*Task to carry out:* Change "wooden barrel planter" to "clay flower pot" in everything from the line containing "Where can the wooden" down to the end of the material below, and write those lines out again with nothing else altered.

*Input for this task:*

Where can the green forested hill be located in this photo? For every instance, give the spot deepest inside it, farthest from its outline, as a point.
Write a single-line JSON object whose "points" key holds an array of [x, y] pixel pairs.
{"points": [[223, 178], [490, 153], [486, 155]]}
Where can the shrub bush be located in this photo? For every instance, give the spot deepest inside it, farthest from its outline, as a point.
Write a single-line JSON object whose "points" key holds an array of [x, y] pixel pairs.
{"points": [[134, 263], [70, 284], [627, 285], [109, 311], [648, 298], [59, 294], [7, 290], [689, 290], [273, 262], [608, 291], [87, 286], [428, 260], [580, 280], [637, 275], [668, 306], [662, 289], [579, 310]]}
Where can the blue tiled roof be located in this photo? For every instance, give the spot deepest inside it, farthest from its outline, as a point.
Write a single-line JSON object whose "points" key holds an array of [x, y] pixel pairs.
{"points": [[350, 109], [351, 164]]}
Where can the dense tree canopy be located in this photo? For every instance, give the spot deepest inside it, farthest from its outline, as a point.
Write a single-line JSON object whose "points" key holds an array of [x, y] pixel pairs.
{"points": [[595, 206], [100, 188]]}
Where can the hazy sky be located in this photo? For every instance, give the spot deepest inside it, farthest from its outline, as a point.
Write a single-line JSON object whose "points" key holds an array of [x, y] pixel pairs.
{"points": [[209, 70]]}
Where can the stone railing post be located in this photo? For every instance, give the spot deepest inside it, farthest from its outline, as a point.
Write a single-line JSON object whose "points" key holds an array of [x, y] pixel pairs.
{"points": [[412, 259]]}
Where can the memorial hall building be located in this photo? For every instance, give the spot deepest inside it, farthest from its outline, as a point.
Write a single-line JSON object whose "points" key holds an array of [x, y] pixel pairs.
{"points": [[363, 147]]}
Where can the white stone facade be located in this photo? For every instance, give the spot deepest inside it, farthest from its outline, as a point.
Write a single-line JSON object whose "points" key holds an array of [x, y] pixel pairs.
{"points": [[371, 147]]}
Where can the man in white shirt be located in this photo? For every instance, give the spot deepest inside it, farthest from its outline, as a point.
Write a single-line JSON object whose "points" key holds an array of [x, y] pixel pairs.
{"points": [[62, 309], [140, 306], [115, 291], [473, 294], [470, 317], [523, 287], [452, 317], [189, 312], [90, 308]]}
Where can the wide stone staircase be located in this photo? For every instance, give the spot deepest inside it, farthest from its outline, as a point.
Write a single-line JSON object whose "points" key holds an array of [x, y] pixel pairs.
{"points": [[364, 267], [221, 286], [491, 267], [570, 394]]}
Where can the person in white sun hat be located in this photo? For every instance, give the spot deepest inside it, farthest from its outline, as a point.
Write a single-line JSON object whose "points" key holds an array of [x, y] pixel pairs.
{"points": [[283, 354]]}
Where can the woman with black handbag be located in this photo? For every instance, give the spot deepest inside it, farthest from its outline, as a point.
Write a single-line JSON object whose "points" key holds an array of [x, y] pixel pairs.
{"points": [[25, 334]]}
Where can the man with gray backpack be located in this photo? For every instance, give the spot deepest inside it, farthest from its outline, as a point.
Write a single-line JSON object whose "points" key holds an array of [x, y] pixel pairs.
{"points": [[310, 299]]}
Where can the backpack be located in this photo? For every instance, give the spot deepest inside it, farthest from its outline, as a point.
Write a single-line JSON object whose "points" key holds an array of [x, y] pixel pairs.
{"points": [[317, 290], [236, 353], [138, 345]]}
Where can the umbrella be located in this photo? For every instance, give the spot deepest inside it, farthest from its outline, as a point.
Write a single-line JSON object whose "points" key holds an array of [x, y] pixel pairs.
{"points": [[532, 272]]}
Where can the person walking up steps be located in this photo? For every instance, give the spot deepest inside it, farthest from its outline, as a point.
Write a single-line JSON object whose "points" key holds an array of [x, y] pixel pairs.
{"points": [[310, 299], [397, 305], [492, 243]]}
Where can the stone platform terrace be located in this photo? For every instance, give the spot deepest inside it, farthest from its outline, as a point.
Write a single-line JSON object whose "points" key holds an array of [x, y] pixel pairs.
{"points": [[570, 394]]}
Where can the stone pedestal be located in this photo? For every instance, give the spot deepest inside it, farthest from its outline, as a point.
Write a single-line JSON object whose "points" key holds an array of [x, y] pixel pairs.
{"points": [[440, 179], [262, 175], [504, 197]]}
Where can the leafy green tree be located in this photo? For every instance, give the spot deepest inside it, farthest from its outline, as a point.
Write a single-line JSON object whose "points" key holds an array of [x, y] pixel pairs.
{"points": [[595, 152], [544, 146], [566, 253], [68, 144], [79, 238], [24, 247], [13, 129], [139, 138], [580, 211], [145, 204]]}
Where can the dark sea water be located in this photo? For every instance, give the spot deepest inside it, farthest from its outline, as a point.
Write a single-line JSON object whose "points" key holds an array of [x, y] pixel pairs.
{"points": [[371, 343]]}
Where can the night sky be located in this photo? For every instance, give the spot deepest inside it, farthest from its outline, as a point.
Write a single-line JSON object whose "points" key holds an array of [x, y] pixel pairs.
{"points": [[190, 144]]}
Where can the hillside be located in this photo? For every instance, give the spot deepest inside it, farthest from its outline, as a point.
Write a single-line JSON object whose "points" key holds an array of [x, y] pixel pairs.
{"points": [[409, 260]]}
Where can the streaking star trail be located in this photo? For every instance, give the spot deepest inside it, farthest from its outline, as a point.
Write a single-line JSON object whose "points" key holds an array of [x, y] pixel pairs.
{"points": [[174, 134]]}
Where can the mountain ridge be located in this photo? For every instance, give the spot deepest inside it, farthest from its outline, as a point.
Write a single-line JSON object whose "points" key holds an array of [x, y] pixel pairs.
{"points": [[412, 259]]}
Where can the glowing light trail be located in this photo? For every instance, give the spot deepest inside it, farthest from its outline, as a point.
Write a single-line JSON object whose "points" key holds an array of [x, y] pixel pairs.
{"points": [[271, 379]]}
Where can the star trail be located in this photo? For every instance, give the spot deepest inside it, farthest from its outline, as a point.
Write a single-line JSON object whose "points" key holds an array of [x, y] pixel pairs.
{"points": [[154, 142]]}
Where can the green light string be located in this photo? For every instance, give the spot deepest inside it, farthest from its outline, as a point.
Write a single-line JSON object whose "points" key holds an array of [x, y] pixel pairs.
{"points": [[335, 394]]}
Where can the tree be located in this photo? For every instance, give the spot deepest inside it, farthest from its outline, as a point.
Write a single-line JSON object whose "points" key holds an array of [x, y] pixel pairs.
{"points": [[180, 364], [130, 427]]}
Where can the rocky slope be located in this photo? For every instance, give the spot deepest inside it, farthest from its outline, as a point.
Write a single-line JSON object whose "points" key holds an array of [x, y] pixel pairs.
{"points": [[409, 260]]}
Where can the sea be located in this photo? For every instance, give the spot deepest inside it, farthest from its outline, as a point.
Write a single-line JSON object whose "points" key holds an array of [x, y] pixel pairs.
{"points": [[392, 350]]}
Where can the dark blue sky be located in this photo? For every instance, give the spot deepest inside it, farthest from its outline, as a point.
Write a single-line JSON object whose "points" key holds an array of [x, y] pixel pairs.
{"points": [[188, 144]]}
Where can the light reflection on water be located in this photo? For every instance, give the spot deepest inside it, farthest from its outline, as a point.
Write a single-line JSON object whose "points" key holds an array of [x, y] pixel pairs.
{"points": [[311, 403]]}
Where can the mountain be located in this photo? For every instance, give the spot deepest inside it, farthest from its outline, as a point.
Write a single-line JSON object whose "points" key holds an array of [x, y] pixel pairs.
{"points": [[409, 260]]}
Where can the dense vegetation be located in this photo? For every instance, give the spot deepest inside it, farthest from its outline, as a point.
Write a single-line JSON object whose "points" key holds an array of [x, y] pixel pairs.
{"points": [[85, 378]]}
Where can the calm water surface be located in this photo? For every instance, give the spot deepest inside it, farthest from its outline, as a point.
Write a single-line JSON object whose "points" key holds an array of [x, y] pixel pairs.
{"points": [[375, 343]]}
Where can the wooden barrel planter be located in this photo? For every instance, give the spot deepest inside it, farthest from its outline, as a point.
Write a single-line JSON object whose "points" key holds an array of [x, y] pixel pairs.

*Task response:*
Where can the clay flower pot be located in this photo? For every instance, give the spot deepest inside it, farthest from its outline, as a point.
Write a single-line JSON object whose "points" key holds an array of [x, y] pixel pairs.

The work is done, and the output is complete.